(Dataset excerpts on object pointing)
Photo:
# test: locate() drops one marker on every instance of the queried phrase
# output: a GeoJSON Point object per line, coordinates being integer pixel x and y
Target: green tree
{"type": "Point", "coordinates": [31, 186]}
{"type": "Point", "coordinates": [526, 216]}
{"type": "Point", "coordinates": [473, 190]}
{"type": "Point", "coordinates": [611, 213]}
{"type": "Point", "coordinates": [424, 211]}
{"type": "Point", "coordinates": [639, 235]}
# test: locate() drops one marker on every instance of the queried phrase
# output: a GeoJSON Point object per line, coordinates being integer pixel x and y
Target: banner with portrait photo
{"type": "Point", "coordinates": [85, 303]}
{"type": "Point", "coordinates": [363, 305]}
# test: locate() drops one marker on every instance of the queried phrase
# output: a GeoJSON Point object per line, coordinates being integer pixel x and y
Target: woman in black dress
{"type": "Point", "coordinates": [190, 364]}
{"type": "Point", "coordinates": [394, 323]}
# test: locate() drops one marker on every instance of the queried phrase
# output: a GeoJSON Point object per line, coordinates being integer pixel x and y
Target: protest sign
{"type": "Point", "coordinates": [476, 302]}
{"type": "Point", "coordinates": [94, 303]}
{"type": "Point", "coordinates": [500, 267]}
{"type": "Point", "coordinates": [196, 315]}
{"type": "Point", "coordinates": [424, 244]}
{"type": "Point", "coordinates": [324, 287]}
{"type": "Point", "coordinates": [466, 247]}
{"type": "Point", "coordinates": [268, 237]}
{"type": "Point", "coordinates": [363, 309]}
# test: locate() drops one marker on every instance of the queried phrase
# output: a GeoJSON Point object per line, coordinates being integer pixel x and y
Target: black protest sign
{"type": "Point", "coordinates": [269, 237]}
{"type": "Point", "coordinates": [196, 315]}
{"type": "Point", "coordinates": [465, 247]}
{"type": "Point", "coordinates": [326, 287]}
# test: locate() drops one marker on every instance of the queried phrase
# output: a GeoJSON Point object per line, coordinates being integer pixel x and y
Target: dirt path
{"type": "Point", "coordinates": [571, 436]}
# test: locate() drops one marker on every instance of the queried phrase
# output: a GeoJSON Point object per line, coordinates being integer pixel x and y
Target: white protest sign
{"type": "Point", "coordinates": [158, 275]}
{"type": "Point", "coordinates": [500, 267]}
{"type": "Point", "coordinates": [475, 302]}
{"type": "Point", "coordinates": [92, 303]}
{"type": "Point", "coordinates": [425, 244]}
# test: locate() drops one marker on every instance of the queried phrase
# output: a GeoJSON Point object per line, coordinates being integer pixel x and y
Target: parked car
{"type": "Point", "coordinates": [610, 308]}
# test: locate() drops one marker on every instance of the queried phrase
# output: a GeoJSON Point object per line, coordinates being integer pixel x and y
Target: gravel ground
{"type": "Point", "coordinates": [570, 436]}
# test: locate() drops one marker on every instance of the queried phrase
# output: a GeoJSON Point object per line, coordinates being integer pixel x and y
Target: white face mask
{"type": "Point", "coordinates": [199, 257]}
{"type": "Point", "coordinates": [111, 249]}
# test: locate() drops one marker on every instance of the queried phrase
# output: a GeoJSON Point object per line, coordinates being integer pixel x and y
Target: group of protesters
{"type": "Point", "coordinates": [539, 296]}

Problem description
Give back the data above exactly as it appears.

Task result
Photo:
# test: locate() drops one marker on every instance of the queried phrase
# output: a GeoJSON Point object per line, coordinates being integer pixel x and y
Target: green tree
{"type": "Point", "coordinates": [31, 186]}
{"type": "Point", "coordinates": [526, 216]}
{"type": "Point", "coordinates": [473, 190]}
{"type": "Point", "coordinates": [611, 213]}
{"type": "Point", "coordinates": [424, 211]}
{"type": "Point", "coordinates": [639, 235]}
# test: locate() drops one marker on every instance of the queried phrase
# output: a GeoJSON Point object per line, coordinates being integer pixel x and y
Target: banner with portrait photo
{"type": "Point", "coordinates": [85, 303]}
{"type": "Point", "coordinates": [363, 305]}
# test: locate() drops one marker on every instance of the queried phrase
# output: a GeoJSON Point object per line, coordinates being integer pixel x and y
Target: woman in black dress
{"type": "Point", "coordinates": [190, 364]}
{"type": "Point", "coordinates": [394, 323]}
# test: locate() drops one marker on every instance of the queried phrase
# output: a GeoJSON Point object per line, coordinates being integer pixel x and y
Target: protest sign
{"type": "Point", "coordinates": [476, 302]}
{"type": "Point", "coordinates": [94, 303]}
{"type": "Point", "coordinates": [500, 267]}
{"type": "Point", "coordinates": [196, 315]}
{"type": "Point", "coordinates": [424, 244]}
{"type": "Point", "coordinates": [324, 287]}
{"type": "Point", "coordinates": [466, 247]}
{"type": "Point", "coordinates": [268, 237]}
{"type": "Point", "coordinates": [363, 309]}
# test: locate() drops one marker on every instance of the queried phrase
# output: a GeoJSON Point object per line, coordinates being integer pixel x and y
Target: black protest sign
{"type": "Point", "coordinates": [269, 237]}
{"type": "Point", "coordinates": [196, 315]}
{"type": "Point", "coordinates": [465, 247]}
{"type": "Point", "coordinates": [326, 287]}
# test: locate() drops one marker on every instance of the queried phrase
# output: a GeoJSON Point object per line, coordinates being integer pixel x and y
Target: dirt path
{"type": "Point", "coordinates": [571, 436]}
# test: locate() drops one marker on every instance of the queried phrase
# output: a GeoJSON Point object per line, coordinates being integer pixel x and y
Target: white protest sign
{"type": "Point", "coordinates": [158, 275]}
{"type": "Point", "coordinates": [500, 267]}
{"type": "Point", "coordinates": [475, 302]}
{"type": "Point", "coordinates": [92, 303]}
{"type": "Point", "coordinates": [425, 244]}
# test: locate() drops one marker on every instance of the queried phrase
# output: a GeoJSON Point object per line, coordinates being integer pixel x and y
Target: parked car
{"type": "Point", "coordinates": [610, 308]}
# test: locate() drops one marker on every instance of the queried phrase
# output: a GeoJSON Point object per line, coordinates being integer pixel x and y
Target: gravel ground
{"type": "Point", "coordinates": [570, 436]}
# test: locate() drops one marker on every instance of the queried phrase
# output: a GeoJSON Point object per line, coordinates being integer pixel x and y
Target: white face mask
{"type": "Point", "coordinates": [199, 257]}
{"type": "Point", "coordinates": [111, 249]}
# test: locate() drops one marker on every instance of the queried phrase
# output: a GeoJSON Point object per line, coordinates being integer pixel x and y
Target: group of protesters
{"type": "Point", "coordinates": [539, 296]}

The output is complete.